■ Passage provided
· · · · · · ·
Turing test is not a good measure because gorilla Koko wouldn’t pass but she could solve more problems than lots of disabled human beings [3] [4].

It is quite possible that people in the future will wonder why so many people back in 2019 thought playing Go and other games in fixed simulated environments after long training had anything to do with intelligence and wasn’t just a search/optimization problem like many others in computer science.

Intelligence is more about adapting/transfering old knowledge to new task (playing Quake Arena quite good without any training after mastering Doom) than it is about compressing experience into heuristics to predict outcome (playing Quake Arena quite good after million games after mastering Doom).

Human intelligence is about ability to adapt to physical and social world, and playing Go is a particular adaptation performed by human intelligence, and developing algorithm to learn to play Go is more performant adaptation, and developing mathematical theory to play Go might be even more performant.

It makes more sense to compare a human and AI not by effectiveness/efficiency of end product of adaptation (in games played between human and agent) but by effectiveness/efficiency of process of adaptation (in games played between human-coded agent and machine-learned agent after limited practice).

Dota 2, StarCraft 2, Civilization 5 and probably even GTA 5 might be solved in not so distant future but ability to play any new game at human level with no prior training would be way more significant.

The second biggest issue with AI is lack of robustness in a long tail of uncommon cases (and critical ones in medicine, self-driving vehicles, finance) which presently can’t be handled with accuracy even close to acceptable [5] [6] [7] [8] [9].
· · · · · · ·
■ Dataset excerpts
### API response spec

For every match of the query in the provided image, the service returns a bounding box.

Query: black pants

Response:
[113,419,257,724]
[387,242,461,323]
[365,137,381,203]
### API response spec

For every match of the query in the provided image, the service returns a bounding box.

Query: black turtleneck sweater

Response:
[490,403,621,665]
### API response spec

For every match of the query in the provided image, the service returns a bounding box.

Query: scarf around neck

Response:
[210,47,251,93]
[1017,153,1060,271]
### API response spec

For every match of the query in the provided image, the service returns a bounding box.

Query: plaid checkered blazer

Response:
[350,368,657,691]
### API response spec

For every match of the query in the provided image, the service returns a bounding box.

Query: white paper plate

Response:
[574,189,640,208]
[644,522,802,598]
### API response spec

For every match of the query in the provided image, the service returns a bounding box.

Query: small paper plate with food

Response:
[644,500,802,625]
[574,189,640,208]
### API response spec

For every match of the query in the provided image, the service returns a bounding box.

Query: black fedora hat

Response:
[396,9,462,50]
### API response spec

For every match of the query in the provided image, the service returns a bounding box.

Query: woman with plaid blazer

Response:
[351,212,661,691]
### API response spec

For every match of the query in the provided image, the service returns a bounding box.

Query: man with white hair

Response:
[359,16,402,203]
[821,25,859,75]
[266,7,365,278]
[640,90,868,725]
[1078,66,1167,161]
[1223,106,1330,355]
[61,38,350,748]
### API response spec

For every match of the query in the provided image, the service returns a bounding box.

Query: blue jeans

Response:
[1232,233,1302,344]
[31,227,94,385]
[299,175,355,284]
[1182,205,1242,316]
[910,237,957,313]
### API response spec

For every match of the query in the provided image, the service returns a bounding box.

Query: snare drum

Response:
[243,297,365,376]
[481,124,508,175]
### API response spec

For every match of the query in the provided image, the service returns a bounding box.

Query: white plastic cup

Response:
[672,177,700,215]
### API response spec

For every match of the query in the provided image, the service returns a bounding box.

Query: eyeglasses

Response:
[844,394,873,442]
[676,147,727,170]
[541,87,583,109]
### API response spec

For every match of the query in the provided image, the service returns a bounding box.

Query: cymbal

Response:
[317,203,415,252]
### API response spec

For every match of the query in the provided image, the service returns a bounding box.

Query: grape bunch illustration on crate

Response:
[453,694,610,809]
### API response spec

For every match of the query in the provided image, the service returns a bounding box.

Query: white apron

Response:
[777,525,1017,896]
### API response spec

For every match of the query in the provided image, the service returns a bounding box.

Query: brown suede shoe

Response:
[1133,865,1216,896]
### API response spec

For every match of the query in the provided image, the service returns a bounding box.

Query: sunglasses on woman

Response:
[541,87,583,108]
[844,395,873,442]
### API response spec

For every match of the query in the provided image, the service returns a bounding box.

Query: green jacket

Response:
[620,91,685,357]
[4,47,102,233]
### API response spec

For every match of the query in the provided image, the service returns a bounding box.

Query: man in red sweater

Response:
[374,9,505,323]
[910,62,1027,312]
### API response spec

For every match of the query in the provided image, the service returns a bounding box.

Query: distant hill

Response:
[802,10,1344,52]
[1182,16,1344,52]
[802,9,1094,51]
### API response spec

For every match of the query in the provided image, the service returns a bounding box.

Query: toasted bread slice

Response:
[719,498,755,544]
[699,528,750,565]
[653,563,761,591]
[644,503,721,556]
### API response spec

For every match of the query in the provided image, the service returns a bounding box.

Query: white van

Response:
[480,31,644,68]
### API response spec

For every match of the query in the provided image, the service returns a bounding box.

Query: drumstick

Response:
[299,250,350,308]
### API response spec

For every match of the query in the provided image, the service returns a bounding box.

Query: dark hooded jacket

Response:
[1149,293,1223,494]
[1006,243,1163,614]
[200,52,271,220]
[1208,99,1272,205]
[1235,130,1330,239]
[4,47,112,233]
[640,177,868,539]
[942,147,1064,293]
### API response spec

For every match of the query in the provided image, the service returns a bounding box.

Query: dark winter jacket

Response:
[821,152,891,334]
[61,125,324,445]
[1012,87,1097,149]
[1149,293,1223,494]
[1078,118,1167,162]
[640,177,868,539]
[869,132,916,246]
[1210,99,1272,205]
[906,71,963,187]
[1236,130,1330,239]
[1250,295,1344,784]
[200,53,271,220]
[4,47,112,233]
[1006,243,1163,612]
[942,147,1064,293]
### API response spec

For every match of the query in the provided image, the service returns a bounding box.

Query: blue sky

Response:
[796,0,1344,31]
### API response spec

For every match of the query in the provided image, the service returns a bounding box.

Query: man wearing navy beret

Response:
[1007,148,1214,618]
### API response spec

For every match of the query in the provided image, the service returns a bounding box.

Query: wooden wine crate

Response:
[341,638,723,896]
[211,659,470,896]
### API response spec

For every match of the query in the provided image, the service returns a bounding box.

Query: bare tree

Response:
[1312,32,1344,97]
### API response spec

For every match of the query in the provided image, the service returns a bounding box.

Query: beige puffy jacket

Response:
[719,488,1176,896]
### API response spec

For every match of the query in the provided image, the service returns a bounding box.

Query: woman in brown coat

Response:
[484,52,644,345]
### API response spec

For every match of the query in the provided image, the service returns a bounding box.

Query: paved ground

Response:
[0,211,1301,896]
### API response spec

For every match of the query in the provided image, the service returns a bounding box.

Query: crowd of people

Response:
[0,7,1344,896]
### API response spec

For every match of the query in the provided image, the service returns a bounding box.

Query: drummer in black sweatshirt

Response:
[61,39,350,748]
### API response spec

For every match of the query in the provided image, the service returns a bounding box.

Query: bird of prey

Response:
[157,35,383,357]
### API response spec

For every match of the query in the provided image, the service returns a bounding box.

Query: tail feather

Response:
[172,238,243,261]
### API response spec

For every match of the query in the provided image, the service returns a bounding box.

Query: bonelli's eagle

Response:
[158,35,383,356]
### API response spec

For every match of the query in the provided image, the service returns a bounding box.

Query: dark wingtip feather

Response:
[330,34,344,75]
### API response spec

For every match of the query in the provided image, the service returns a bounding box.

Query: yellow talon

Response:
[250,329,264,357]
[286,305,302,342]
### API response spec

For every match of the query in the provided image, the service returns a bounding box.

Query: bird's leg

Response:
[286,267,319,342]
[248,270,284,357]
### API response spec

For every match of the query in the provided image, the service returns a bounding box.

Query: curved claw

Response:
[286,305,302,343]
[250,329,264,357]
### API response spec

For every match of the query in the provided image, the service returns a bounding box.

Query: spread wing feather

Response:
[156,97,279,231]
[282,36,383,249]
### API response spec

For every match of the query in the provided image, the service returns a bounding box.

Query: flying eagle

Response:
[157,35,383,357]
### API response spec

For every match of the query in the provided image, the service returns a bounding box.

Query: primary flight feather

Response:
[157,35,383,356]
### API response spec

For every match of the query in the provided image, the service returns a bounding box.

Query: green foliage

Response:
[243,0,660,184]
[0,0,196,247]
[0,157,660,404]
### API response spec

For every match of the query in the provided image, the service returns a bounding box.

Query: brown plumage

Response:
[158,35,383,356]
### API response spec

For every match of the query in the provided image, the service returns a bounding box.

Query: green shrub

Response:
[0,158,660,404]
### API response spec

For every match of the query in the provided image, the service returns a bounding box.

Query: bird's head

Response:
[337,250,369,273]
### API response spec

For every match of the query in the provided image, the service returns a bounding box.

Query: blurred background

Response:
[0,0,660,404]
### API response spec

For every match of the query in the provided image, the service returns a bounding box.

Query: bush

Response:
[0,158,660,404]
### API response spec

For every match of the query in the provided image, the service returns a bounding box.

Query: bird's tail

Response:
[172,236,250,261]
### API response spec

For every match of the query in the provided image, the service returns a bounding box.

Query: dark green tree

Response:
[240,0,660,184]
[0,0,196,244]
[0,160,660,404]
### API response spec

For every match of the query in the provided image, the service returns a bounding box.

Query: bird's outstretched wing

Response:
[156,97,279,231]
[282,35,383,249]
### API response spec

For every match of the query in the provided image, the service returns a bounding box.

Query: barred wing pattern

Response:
· · · · · · ·
■ Brief
Carry on the piece above about how to measure intelligence in AI, picking up right after its last paragraph.

■ Answer box
Complex ML models exploit any patterns that relate input to output variables but some patterns might not hold for cases poorly represented in training data. >99% of healthcare applications use simple ML models such as logistic regression with heavily engineered features — for better robustness in unusual cases [10]. The clear trend in popular web services is more feature engineering (converting domain knowledge into code to compute statistics, obtaining better performance using more relevant knowledge) — not more sophisticated Deep Learning models (mostly used in production for applications where feature engineering might not lead to better performance such as sensoric applications).

For an organism, real world is not a game with fixed known environment and rules such as Go or Quake but a game with environment and rules largerly unknown and always changing. It has to adapt to unexpected changes of environment and rules including changes caused by adversaries. It has to be capable of wide autonomy as opposed to merely automation necessary to play some fixed game.

It may turn out to be impossible to have humanoid robots and self-driving vehicles operating alongside humans without training them to obtain human-level adaptability to real world. It may turn out to be impossible to have personal assistants substituting humans in key aspects of their lives without training them to obtain human-level adaptability to social world [11].


knowledge vs intelligence

Knowledge is some information, such as observations or experiences, compressed and represented in some computable form, such as text in natural language, mathematical theory in semi-formal language, program in formal language, weights of neural network or synapses of brain.

Knowledge is about tool (theory, algorithm, physical process) to solve problem. Intelligence is about applying (transfering) and creating (learning) knowledge. There is knowledge how to solve problem (algorithm for computer, instructions for human), and then there is process of applying that knowledge (executing program by computer, interpreting and executing instructions by human), and then there is process of creating knowledge (learning from observations and experiments, inferring/reasoning of new knowledge from old one).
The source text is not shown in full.